(DOCUMENT):
Metamath Proof Explorer

Theorem retire

Description: A real times _i is real iff the real is zero. (Contributed by SN, 25-Apr-2025)

Ref Expression
Assertion retire ( 𝑅 ∈ ℝ → ( ( 𝑅 · i ) ∈ ℝ ↔ 𝑅 = 0 ) )

Proof

Step Hyp Ref Expression
1 recn ( 𝑅 ∈ ℝ → 𝑅 ∈ ℂ )
2 ax-icn i ∈ ℂ
3 2 a1i ( 𝑅 ∈ ℝ → i ∈ ℂ )
4 1 3 mulcomd ( 𝑅 ∈ ℝ → ( 𝑅 · i ) = ( i · 𝑅 ) )

(WRITTEN EXERCISE 1):
Which lines of the listing below contain the string "white"? Show each of them in full.

(RECORDS FOR THE EXERCISE):
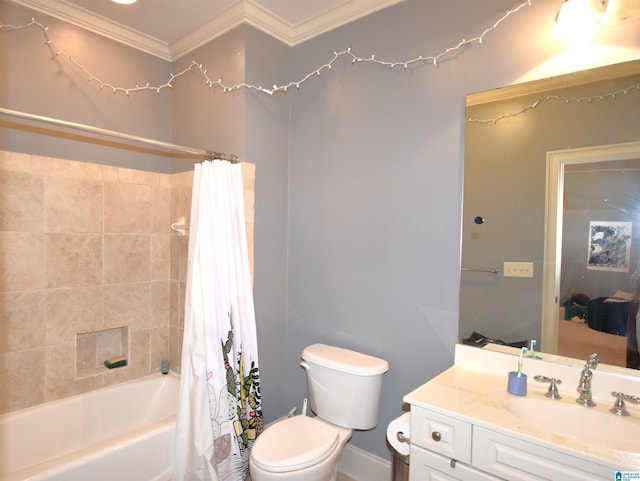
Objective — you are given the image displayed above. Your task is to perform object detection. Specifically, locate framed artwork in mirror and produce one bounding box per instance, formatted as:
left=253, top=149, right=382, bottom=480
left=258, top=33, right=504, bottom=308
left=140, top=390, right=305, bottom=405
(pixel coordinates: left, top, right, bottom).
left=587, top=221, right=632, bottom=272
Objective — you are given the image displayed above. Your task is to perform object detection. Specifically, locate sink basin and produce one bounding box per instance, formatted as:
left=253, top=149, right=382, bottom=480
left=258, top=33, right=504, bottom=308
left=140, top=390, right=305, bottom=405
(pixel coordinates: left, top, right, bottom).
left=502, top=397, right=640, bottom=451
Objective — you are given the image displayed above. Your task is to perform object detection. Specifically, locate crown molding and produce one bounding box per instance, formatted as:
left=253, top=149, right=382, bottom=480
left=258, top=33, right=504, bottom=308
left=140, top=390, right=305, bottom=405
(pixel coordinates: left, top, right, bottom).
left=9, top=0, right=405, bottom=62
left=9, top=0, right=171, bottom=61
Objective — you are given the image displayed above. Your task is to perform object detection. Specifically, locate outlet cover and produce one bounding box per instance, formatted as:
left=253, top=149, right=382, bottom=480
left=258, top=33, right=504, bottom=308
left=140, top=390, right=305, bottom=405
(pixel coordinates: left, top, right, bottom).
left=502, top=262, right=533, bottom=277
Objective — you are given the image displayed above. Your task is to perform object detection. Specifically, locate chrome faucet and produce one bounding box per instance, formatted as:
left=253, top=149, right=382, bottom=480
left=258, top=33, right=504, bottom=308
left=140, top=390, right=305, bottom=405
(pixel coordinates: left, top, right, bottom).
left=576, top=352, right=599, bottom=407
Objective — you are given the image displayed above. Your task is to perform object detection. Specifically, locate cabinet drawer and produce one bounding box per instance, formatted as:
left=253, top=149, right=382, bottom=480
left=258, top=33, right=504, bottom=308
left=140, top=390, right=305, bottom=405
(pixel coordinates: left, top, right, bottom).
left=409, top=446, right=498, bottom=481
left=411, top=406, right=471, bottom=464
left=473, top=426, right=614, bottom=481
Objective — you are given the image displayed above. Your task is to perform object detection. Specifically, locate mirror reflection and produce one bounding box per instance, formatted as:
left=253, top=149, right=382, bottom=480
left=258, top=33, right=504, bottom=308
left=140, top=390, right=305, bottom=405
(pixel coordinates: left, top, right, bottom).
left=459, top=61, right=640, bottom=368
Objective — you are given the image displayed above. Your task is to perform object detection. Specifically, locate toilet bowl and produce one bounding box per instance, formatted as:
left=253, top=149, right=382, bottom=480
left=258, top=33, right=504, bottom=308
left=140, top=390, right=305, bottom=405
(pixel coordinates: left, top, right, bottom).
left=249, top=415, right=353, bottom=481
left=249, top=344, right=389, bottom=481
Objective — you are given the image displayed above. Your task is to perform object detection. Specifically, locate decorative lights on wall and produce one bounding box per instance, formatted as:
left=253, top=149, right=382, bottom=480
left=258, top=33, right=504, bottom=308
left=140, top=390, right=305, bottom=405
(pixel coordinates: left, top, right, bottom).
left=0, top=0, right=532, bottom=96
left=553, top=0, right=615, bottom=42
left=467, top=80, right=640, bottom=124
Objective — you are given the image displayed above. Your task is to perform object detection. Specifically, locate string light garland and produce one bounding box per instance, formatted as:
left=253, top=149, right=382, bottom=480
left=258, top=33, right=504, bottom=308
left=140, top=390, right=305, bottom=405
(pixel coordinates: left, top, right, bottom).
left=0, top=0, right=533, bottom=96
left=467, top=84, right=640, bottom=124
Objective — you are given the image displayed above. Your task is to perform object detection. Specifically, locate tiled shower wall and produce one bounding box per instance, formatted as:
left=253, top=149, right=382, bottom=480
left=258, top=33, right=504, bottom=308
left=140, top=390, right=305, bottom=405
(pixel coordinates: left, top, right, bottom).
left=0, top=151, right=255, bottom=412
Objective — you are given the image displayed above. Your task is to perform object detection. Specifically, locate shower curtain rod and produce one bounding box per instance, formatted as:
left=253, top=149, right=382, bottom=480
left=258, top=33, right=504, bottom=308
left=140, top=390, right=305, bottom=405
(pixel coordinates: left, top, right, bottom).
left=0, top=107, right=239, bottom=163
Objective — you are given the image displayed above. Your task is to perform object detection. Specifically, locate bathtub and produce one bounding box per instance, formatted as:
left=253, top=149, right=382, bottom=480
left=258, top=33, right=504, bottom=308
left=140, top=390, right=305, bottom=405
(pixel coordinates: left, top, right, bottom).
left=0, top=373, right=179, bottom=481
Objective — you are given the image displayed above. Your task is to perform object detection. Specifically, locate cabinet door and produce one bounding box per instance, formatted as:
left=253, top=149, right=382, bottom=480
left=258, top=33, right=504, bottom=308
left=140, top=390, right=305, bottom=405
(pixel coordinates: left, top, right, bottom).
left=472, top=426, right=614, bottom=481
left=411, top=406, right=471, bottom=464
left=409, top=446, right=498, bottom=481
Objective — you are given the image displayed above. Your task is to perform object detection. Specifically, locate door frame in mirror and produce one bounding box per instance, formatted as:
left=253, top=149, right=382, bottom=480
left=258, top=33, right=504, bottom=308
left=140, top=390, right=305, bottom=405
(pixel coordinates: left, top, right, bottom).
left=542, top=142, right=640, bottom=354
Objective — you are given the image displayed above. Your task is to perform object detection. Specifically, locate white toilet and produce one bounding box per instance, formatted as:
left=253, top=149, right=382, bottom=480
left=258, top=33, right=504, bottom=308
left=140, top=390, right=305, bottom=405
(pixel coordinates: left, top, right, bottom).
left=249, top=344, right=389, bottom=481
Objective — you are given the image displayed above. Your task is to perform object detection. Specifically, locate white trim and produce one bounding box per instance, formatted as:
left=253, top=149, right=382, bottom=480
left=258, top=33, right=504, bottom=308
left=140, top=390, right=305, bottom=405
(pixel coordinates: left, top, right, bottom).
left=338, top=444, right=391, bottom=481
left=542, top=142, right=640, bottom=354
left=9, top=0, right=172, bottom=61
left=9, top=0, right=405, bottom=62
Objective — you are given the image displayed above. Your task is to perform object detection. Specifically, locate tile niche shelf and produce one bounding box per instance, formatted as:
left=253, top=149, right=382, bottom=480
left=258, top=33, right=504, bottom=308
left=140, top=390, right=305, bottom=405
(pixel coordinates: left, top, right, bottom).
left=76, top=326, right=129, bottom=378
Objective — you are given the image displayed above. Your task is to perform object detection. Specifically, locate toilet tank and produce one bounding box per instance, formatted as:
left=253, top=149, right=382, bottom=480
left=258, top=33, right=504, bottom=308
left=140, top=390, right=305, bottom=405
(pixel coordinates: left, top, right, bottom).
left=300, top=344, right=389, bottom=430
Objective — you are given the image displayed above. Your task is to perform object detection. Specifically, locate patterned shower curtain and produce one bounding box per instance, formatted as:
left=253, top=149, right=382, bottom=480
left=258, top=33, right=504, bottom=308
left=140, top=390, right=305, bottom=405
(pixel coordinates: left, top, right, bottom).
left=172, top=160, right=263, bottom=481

(WRITTEN EXERCISE 2):
According to the Metamath page above, when is a real number multiplied by i itself real?

(PROBLEM SOLUTION 1):
Objective — you are given the image displayed above. Your task is to perform object detection. Specifically, locate white toilet and produce one bounding box per instance, formatted as:
Objective — you are given the image displayed above. Your task is to perform object detection. Specifically, locate white trim and produce one bounding box per instance, formatted as:

(PROBLEM SOLUTION 2):
Only when the real number is zero.